> _Given records_:
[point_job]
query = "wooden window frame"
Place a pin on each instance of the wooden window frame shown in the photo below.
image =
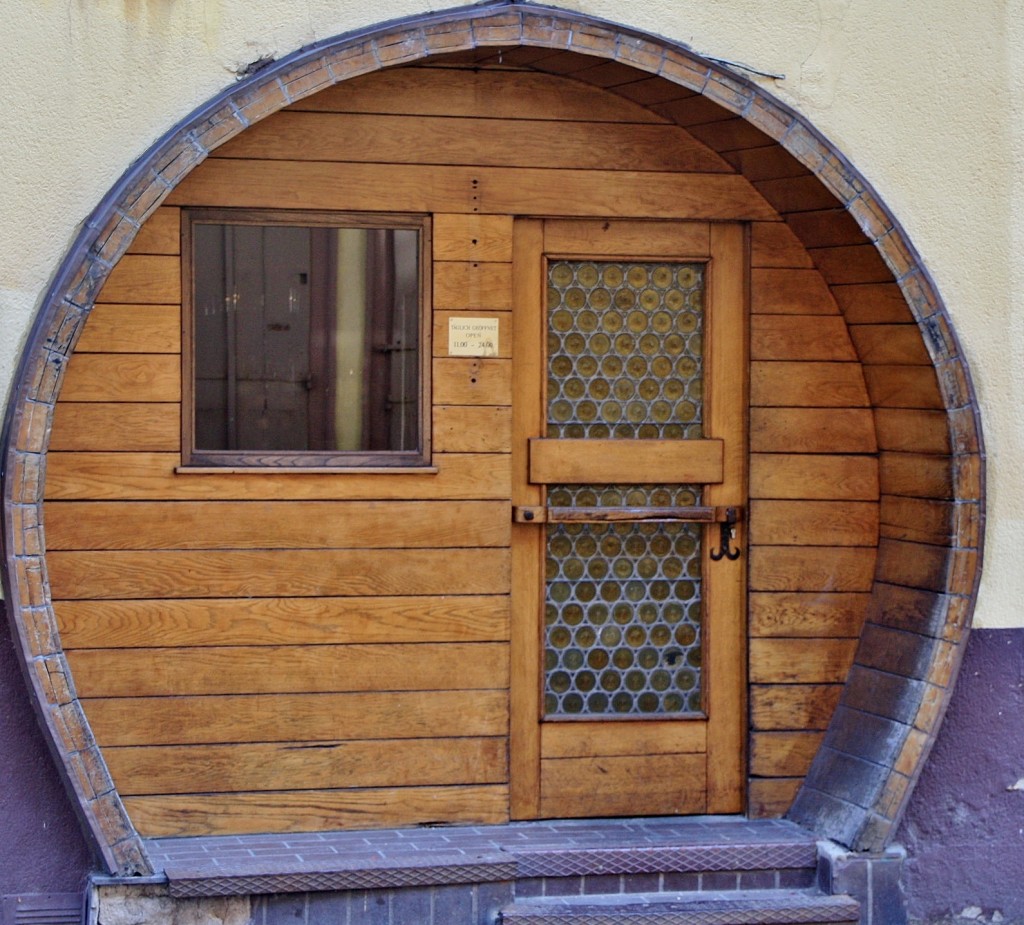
(196, 460)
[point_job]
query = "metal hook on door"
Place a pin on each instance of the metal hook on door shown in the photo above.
(727, 532)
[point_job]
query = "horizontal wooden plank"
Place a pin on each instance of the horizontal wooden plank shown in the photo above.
(911, 430)
(903, 386)
(613, 461)
(123, 377)
(463, 286)
(281, 621)
(383, 138)
(814, 522)
(161, 233)
(515, 94)
(920, 519)
(782, 707)
(812, 430)
(627, 239)
(770, 162)
(144, 280)
(442, 319)
(800, 337)
(873, 303)
(502, 191)
(81, 576)
(295, 717)
(289, 669)
(113, 476)
(851, 263)
(899, 344)
(771, 797)
(131, 329)
(811, 569)
(807, 614)
(275, 524)
(777, 384)
(801, 661)
(316, 810)
(774, 244)
(828, 227)
(469, 428)
(799, 475)
(729, 134)
(472, 238)
(664, 785)
(776, 291)
(296, 765)
(119, 426)
(800, 194)
(916, 475)
(590, 740)
(465, 380)
(783, 754)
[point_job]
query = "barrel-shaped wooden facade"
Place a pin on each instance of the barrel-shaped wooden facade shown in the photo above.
(291, 650)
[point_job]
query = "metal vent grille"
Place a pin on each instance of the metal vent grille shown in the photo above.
(42, 909)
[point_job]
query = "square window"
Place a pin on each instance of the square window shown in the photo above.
(306, 339)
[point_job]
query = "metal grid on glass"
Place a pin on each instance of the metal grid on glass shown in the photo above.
(625, 349)
(623, 612)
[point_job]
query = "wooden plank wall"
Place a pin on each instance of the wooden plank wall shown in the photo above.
(297, 652)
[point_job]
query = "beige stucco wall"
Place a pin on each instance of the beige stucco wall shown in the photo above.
(923, 95)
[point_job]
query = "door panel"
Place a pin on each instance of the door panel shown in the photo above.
(629, 449)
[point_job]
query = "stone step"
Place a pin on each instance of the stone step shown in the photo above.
(775, 907)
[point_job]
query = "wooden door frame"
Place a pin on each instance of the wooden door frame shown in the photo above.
(726, 248)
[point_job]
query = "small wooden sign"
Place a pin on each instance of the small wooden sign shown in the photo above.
(472, 337)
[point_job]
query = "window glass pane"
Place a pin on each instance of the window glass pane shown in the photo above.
(306, 338)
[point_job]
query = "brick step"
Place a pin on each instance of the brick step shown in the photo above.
(775, 907)
(791, 850)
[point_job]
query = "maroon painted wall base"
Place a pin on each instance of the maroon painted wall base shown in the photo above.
(964, 829)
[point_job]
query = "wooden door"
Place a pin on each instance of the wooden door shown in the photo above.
(629, 460)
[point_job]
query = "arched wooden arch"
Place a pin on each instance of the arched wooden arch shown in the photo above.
(929, 554)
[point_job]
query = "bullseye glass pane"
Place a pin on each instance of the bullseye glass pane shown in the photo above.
(624, 606)
(624, 610)
(626, 349)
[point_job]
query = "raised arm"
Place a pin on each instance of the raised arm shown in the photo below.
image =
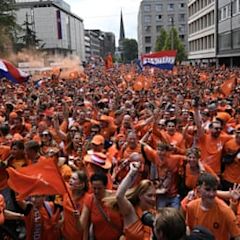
(125, 206)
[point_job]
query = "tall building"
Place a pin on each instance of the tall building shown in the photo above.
(99, 43)
(156, 14)
(202, 31)
(121, 37)
(228, 32)
(60, 31)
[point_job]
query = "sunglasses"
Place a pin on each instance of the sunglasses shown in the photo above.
(44, 135)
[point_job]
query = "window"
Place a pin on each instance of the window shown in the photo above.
(147, 29)
(181, 36)
(181, 17)
(171, 19)
(236, 39)
(148, 39)
(158, 17)
(170, 7)
(158, 28)
(234, 7)
(147, 8)
(181, 28)
(224, 41)
(147, 49)
(181, 5)
(158, 7)
(147, 19)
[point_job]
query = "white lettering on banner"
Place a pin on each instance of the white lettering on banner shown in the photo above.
(161, 60)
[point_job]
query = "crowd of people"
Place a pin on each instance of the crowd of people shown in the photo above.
(143, 155)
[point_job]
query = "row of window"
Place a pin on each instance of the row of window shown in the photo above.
(229, 40)
(201, 23)
(148, 39)
(170, 17)
(229, 10)
(159, 7)
(203, 43)
(148, 29)
(197, 6)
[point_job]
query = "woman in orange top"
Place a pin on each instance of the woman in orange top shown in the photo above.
(107, 223)
(194, 168)
(79, 186)
(41, 219)
(133, 203)
(17, 158)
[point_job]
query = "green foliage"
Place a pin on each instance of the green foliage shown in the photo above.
(170, 40)
(130, 50)
(7, 25)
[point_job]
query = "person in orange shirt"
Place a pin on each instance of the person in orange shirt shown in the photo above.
(78, 184)
(211, 143)
(169, 224)
(108, 127)
(211, 212)
(232, 170)
(32, 152)
(172, 137)
(194, 167)
(107, 223)
(41, 219)
(132, 203)
(17, 158)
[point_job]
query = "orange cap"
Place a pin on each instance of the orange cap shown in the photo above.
(98, 139)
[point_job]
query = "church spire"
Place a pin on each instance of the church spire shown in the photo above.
(122, 32)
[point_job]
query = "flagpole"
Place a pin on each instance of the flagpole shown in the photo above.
(65, 186)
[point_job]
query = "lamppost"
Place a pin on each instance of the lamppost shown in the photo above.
(172, 23)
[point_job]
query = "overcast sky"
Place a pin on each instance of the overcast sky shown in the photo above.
(105, 15)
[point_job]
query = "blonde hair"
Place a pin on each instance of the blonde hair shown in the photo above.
(132, 194)
(170, 224)
(195, 151)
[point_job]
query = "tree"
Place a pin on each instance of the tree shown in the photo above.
(7, 25)
(172, 41)
(161, 39)
(130, 50)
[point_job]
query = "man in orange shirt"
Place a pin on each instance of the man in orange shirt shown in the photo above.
(211, 143)
(210, 212)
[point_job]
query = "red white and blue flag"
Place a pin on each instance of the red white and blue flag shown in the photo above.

> _Problem to work on_:
Copy all of the entries verbatim, leaving out any pictures they contain.

> _Output for this task_:
[point_job]
query = "wooden window frame"
Place a pin on each instance of the wooden window frame shown in the photo below.
image =
(196, 460)
[point_job]
query = "metal hook on door"
Place a pin on each instance of the metal hook on door shown in the photo above.
(727, 532)
[point_job]
query = "horizontal wooden plank"
Place a pin on each instance of the horizontal wooden plank shown in the photo above.
(911, 430)
(903, 386)
(613, 461)
(123, 377)
(463, 286)
(281, 621)
(383, 138)
(814, 522)
(161, 233)
(515, 94)
(920, 519)
(782, 707)
(812, 430)
(627, 239)
(770, 162)
(144, 280)
(442, 319)
(800, 337)
(873, 303)
(502, 191)
(81, 576)
(295, 717)
(289, 669)
(113, 476)
(851, 263)
(899, 344)
(771, 797)
(131, 329)
(811, 569)
(807, 614)
(275, 524)
(777, 384)
(801, 661)
(316, 810)
(774, 244)
(828, 227)
(469, 428)
(799, 475)
(729, 134)
(472, 238)
(664, 785)
(776, 291)
(296, 765)
(119, 426)
(800, 194)
(916, 475)
(590, 740)
(465, 380)
(783, 754)
[point_job]
query = "barrel-shaped wooden facade"
Place a pin on each instance of the barrel-shaped wooden facade shown in the photo above.
(291, 650)
[point_job]
query = "metal vent grille"
Place a pin on each instance of the metal vent grille shown in the photo above.
(42, 909)
[point_job]
query = "square window"
Place a pin on each instance of the square window shown in the photo above.
(306, 339)
[point_job]
query = "metal grid on glass"
Place a pin on each instance of the metal grid on glass shown in the photo above.
(625, 349)
(623, 612)
[point_job]
query = "wooden plank wall"
Place a pin on each instance of the wooden plank wall shown in the photo above.
(297, 652)
[point_job]
query = "beige stucco wall"
Place a pin on each instance of the beige stucco wall shown in the photo above.
(923, 95)
[point_job]
query = "door panel"
Place a pin on each instance of the door panel shown in the photo above.
(629, 449)
[point_job]
query = "stone step"
Place a pin on each instance of the stone step shown in the photo above.
(775, 907)
[point_job]
query = "wooden door frame"
Place a pin on each instance of the wooden door frame shown in the photo above.
(726, 248)
[point_job]
query = "small wooden sign"
Place a pin on each instance of the small wooden sign shown in the photo above.
(472, 337)
[point_job]
query = "window glass pane"
Place a pin on each instance of the window glass pane shown in the photo above.
(306, 338)
[point_job]
query = "brick step"
Place a pin on each instance of the brick step shown in the photo above.
(775, 907)
(791, 850)
[point_job]
query = "maroon painted wall base"
Place a pin on each instance of the maroon painted wall base shown in the photo above.
(964, 829)
[point_job]
query = "wooden door"
Place a pin on each instance of the wooden door shown in the photo above.
(629, 460)
[point_job]
query = "arched wooden arch"
Place a pin on each instance of the arched wooden arch shown in the photo above.
(929, 554)
[point_job]
query = "bullseye glass pane"
Place a pin on each instance of the bullseye glass pane shown in the photo above.
(624, 606)
(624, 610)
(626, 349)
[point_job]
query = "raised arm"
Place a pin on each instance of the raised arm shown in the photo below.
image =
(125, 206)
[point_job]
query = "tall building"
Place a pin on each instance of the tall building shown in the photo above.
(99, 43)
(156, 14)
(202, 31)
(121, 37)
(228, 32)
(60, 31)
[point_job]
query = "sunglasses"
Place a pin on each instance of the sunglasses shown in the photo above.
(44, 135)
[point_job]
query = "window"
Place a pin on each instance of the window shown in the photo above.
(147, 29)
(181, 36)
(181, 17)
(171, 19)
(236, 39)
(148, 39)
(158, 17)
(170, 7)
(158, 28)
(234, 7)
(147, 8)
(181, 28)
(224, 41)
(147, 49)
(181, 5)
(158, 7)
(147, 19)
[point_job]
query = "white lettering on banner"
Place a pin on each instance of the white lettering on banner shown in the photo above.
(161, 60)
[point_job]
query = "crowd of people"
Place a pin on each instance of the crowd of people shown in the photo above.
(143, 155)
[point_job]
query = "row of window"
Place a pin on each instance of the row of window shown in the photo above.
(229, 40)
(201, 23)
(148, 39)
(170, 17)
(229, 10)
(159, 7)
(203, 43)
(148, 29)
(197, 6)
[point_job]
query = "woman in orange top"
Place a pin on each instance of the woman in orange top shown in the photo above.
(107, 223)
(194, 168)
(79, 186)
(41, 219)
(133, 203)
(17, 158)
[point_job]
query = "green foliage"
Place a pin on each instance of the green foliage shown in the photo above.
(170, 40)
(130, 50)
(7, 25)
[point_job]
query = "person in orange shirt"
Place a pin on each instance of the person in orange shirt shown in the photo above.
(78, 184)
(211, 143)
(169, 224)
(108, 127)
(211, 212)
(232, 170)
(32, 152)
(172, 137)
(194, 167)
(107, 223)
(41, 219)
(132, 203)
(17, 158)
[point_job]
query = "orange cap"
Place a pin on each instance of the orange cap shown in the photo above.
(98, 139)
[point_job]
query = "church spire"
Place a pin on each instance of the church spire shown in the photo above.
(122, 32)
[point_job]
query = "flagpole"
Place a pin on each instance of the flagpole shown in the photo above.
(65, 186)
[point_job]
query = "lamppost"
Place a pin on each instance of the lamppost shown in the photo above.
(172, 23)
[point_job]
query = "overcast sky"
Place a pin on each instance of the overcast sky shown in the photo above.
(105, 15)
[point_job]
query = "blonde hair"
Place a pin on each instance of the blonde hair shown in the photo above.
(132, 194)
(170, 224)
(195, 151)
[point_job]
query = "tree"
Place a pin on each instance of the tree shown in the photo above.
(7, 25)
(172, 41)
(161, 39)
(130, 50)
[point_job]
query = "man in orange shirt"
Place a pin on each instance of the man in orange shirt shown in the photo above.
(211, 143)
(210, 212)
[point_job]
query = "red white and blue flag"
Place a pin on each instance of the red white and blue flag shown in the photo above.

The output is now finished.